QUESTIONS ON THE MATERIAL
a. Output the words of the health insurance price transparency passage between "A week ago, the" and "be consumer friendly.", inclusive.
b. In the passage on Massachusetts health insurance price transparency, by what date must insurers provide cost estimates in real time?
c. Write the next part of the piece on Massachusetts health insurance price transparency, continuing from its last line.

GIVEN PASSAGE
-- Opening Marker --
Economist Uwe Reinhardt has an apt description of how the complete lack of information around health insurance prices feels to consumers:
“Imagine a department store whose customers are blindfolded before entering. A shopper might enter the store seeking to buy an affordable dress shirt and a tie, but exit it with a pair of boxer shorts and a scarf. Sometime later, he would receive an invoice, whose details would be incomprehensible to him, save for one item: a dollar amount in a framed box with the words: “Pay this amount.”
Massachusetts is beginning to move away from this opaque-world and enter into transparencyland.
A week ago, the Division of Insurance (DOI) issued a bulletin regarding the consume price transparency provisions that apply to health insurers as part of Chapter 224, the 2012 cost control and delivery reform law.
The law states that Massachusetts health insurers must provide a toll-free number and website that enables consumers to obtain within 2 days the estimated or maximum allowed charged for a proposed admission, procedure or service, and the estimated amount the patient will be responsible to pay. Insurers will have to provide these estimates in real time by October 1st, 2014. Insurance carriers now have to tell you how much your health care costs, before you receive it. Through this bulletin, the DOI has provided more guidance on what insurers must do to comply with this law.
The bulletin states that the DOI expects the following:
- All systems must be consumer friendly.
-- Closing Marker --
PROVIDED MATERIAL
-- Opening Marker --
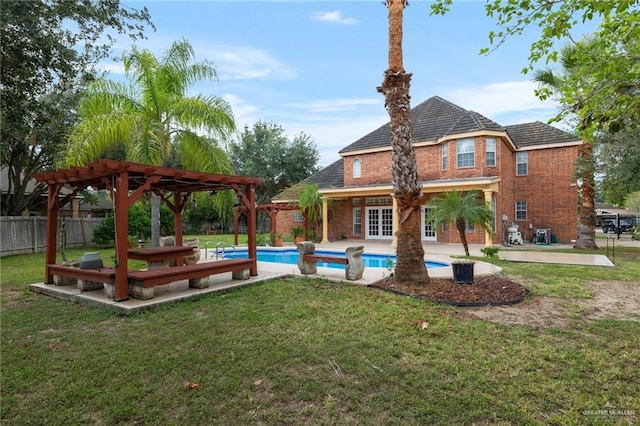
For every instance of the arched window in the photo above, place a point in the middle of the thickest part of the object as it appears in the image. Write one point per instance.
(357, 168)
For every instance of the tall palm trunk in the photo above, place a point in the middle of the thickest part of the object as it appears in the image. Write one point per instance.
(587, 232)
(406, 185)
(155, 220)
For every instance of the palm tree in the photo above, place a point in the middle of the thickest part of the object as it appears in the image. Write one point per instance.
(152, 120)
(585, 164)
(460, 209)
(310, 204)
(407, 189)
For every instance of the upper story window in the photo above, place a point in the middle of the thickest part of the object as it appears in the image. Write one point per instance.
(444, 156)
(466, 152)
(521, 210)
(491, 152)
(522, 163)
(357, 168)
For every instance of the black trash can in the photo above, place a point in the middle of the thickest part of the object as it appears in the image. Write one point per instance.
(462, 272)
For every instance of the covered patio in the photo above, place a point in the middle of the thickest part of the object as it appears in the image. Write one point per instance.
(128, 183)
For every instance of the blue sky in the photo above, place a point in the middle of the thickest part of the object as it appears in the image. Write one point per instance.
(313, 66)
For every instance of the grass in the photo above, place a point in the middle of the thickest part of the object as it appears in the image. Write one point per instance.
(299, 350)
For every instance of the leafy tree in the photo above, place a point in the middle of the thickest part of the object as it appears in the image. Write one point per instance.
(48, 49)
(460, 209)
(152, 121)
(618, 161)
(560, 82)
(205, 209)
(407, 189)
(607, 67)
(265, 151)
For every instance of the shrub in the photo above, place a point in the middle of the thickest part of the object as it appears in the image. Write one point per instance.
(491, 251)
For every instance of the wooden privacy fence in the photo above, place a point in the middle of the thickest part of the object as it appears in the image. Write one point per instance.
(20, 234)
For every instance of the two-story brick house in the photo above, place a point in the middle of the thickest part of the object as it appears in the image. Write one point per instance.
(525, 173)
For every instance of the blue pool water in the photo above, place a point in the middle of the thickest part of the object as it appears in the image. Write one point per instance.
(291, 257)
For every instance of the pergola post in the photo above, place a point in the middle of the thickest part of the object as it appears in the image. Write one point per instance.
(252, 229)
(121, 201)
(52, 230)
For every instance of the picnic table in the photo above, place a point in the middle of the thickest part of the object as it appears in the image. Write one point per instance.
(158, 257)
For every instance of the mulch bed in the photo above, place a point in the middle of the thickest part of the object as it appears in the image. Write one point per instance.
(485, 290)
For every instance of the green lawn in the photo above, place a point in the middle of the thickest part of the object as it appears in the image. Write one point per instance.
(306, 351)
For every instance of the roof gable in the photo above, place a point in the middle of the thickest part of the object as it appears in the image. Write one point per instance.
(538, 133)
(430, 120)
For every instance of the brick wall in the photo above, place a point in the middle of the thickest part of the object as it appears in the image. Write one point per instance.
(552, 201)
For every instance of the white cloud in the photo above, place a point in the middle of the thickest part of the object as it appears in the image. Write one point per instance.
(243, 63)
(112, 67)
(495, 99)
(336, 105)
(334, 17)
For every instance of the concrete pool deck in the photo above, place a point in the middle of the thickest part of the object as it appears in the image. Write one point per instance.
(268, 271)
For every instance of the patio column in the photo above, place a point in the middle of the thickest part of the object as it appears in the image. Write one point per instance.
(325, 222)
(488, 235)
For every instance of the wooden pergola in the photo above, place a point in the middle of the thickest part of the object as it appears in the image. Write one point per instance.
(127, 183)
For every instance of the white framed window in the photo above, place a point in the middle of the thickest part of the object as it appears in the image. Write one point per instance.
(357, 221)
(378, 201)
(357, 168)
(494, 206)
(444, 156)
(465, 151)
(522, 163)
(490, 152)
(521, 210)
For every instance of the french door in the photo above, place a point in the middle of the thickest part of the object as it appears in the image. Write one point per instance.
(379, 223)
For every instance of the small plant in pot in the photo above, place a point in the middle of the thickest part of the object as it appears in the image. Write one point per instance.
(462, 271)
(298, 234)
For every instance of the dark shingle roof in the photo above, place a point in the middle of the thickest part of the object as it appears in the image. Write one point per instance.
(538, 133)
(431, 120)
(331, 176)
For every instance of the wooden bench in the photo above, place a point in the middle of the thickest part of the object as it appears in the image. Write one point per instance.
(87, 279)
(141, 283)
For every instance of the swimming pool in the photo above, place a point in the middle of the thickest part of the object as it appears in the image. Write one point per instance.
(290, 256)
-- Closing Marker --
EXERCISE RESULTS
a.
A week ago, the Division of Insurance (DOI) issued a bulletin regarding the consume price transparency provisions that apply to health insurers as part of Chapter 224, the 2012 cost control and delivery reform law.
The law states that Massachusetts health insurers must provide a toll-free number and website that enables consumers to obtain within 2 days the estimated or maximum allowed charged for a proposed admission, procedure or service, and the estimated amount the patient will be responsible to pay. Insurers will have to provide these estimates in real time by October 1st, 2014. Insurance carriers now have to tell you how much your health care costs, before you receive it. Through this bulletin, the DOI has provided more guidance on what insurers must do to comply with this law.
The bulletin states that the DOI expects the following:
- All systems must be consumer friendly.

b. By October 1st, 2014.

c.
- Insurers must provide the anticipated charge and a consumer’s anticipate out-of-pocket costs for an admission, procedure or service based on general information available to the insurer at the time the consumer makes the request. The DOI recognizes that in some cases a insurer may not be able to obtain all the information necessary to provide a cost estimate to a consumer in one conversation and states that the “2 day” timeline will begin when the insurer has all the necessary information.
- Although insurers can request more information from consumers, insurers do not need perfect information to provide a cost estimate, including and especially diagnostic or procedural codes. Consumers should not be required to provide the insurer with a “CPT code” to get a cost estimate.
- If a CPT or diagnostic code is necessary to obtain a cost estimate, the insurer, with the consumer’s permission, should be responsible for obtaining it from the consumer’s health care provider.
- Consumers should provide insurer with as much information as possible and insurers should request information that is minimally burdensome for the consumer to acquire.
- The cost estimate can be provided via conversation, email or writing.
- The insurer must provide the consumer with the anticipated total cost and the consumer’s out-of-pocket cost based on the available information at the time the request is made.
- If the consumer wishes to do some comparison shopping and requests the cost estimate for more than one provider, the insurer must provide it in a clearer and easily comparable manner.
- Insurer transparency tools must provide information for those who are visually impaired or otherwise unable to access information being provided by a insurer through its website or by telephone, or do not speak English as a first language.
We welcome this bulletin and congratulate the Division of Insurance and the Office of Consumer Affairs & Business Regulation for issuing the guidelines.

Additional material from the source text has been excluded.